◆ **WHAT IS BEING ASKED**: Format as a JSON list of strings, one string per line and blank lines omitted, only the part of the items that opens with the line containing "Reviewer note: make sure each instance of the stone" and closes with the line containing "[(252, 475), (443, 383)]".

◆ **MATERIAL PROVIDED**:
·····

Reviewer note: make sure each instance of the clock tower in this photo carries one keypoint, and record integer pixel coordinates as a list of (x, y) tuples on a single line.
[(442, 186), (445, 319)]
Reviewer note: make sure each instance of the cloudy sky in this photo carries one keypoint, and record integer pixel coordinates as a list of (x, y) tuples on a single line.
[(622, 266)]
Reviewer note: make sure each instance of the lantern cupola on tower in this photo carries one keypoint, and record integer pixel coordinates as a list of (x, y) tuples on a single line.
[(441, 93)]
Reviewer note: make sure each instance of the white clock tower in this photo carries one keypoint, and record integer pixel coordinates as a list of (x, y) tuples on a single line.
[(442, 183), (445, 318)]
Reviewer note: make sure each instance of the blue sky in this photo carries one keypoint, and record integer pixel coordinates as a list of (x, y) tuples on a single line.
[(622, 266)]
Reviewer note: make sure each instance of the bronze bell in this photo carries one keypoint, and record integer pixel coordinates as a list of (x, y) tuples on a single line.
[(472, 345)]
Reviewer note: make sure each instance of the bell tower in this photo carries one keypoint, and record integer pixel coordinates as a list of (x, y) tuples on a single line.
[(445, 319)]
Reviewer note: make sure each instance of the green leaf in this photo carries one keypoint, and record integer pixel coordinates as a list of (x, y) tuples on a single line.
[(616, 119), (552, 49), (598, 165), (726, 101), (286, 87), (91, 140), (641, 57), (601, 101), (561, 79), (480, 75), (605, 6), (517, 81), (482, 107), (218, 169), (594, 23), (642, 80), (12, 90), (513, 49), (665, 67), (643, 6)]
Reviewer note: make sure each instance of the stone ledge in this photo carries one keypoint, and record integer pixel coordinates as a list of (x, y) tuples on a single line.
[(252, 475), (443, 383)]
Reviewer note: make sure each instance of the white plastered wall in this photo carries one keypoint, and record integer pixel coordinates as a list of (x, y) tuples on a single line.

·····

◆ **TASK SOLUTION**:
[
  "Reviewer note: make sure each instance of the stone ledge in this photo carries one keypoint, and record integer pixel coordinates as a list of (x, y) tuples on a single line.",
  "[(252, 475), (443, 383)]"
]